Each record needs to be echoed exactly; can you do that?

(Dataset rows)
** START **

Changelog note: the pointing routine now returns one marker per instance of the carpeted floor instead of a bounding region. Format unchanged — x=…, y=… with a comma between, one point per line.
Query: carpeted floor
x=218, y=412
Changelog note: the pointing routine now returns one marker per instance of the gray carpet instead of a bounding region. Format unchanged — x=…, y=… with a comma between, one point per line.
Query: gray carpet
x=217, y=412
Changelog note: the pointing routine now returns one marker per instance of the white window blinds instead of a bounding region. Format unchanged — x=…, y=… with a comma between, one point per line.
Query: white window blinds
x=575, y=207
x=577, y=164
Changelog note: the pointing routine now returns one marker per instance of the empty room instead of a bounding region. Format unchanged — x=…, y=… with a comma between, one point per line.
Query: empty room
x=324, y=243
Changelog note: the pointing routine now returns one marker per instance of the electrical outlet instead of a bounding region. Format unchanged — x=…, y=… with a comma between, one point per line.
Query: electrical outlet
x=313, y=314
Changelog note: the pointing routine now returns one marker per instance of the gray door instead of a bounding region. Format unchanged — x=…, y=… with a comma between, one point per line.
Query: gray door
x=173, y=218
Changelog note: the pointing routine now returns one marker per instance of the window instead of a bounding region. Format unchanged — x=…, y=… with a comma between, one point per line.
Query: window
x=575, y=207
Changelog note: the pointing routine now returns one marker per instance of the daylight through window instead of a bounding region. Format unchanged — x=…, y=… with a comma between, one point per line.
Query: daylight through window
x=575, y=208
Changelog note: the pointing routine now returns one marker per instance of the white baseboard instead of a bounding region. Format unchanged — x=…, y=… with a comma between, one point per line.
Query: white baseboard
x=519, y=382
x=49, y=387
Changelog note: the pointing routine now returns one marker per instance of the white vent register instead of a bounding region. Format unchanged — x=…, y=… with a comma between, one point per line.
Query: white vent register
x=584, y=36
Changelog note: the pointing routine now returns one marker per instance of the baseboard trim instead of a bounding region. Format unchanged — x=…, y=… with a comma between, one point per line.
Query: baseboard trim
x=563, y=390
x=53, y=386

** END **

▶ [Final result]
Changelog note: the pointing routine now returns one marker per instance of the carpeted floor instead of a bounding region. Format unchanged — x=…, y=… with a comma between, one point per line.
Query: carpeted floor
x=218, y=412
Changelog note: the pointing routine now returns one marker per instance of the gray carpet instead of a bounding region. Format unchanged — x=…, y=… with a comma between, one point per line.
Query: gray carpet
x=217, y=412
Changelog note: the pointing routine now returns one marker per instance of the white window blinds instead of a bounding region. Format unchanged — x=…, y=… with a comma between, one point per line.
Query: white window blinds
x=575, y=207
x=577, y=164
Changelog note: the pointing routine now returns one marker per instance of the empty room instead of a bounding region. Format unchanged — x=…, y=… with a comma between, one point per line.
Query: empty room
x=324, y=243
Changelog note: the pointing routine now returns one marker per instance of the electrical outlet instead of a bounding region. Format unchanged — x=…, y=… with a comma between, one point per line.
Query: electrical outlet
x=313, y=314
Changelog note: the pointing routine now returns one marker per instance of the gray door instead of a bounding region. Format unchanged — x=…, y=… with a comma between, one point per line.
Query: gray door
x=173, y=218
Changelog note: the pointing routine now returns one marker per instance of the window instead of a bounding region. Format unchanged — x=…, y=… with a comma between, one point per line.
Query: window
x=575, y=207
Changelog note: the pointing routine now returns one marker per instance of the daylight through window instead of a bounding region. Format unchanged — x=…, y=… with a comma between, one point per line.
Query: daylight through window
x=575, y=208
Changelog note: the pointing routine now returns one marker per instance of the white baseboard instead of a bounding region. Format unchanged — x=…, y=… with a comma between, one point per line.
Query: white baseboard
x=519, y=382
x=49, y=387
Changelog note: the pointing routine now returns one marker per instance of the white vent register instead of a bounding region. Format unchanged — x=…, y=… with a comma between, one point per line.
Query: white vent register
x=584, y=36
Changelog note: the pointing routine now returns one marker per instance of the baseboard trim instead of a bounding region. Format unchanged — x=…, y=… with a comma between, one point per line.
Query: baseboard trim
x=563, y=390
x=53, y=386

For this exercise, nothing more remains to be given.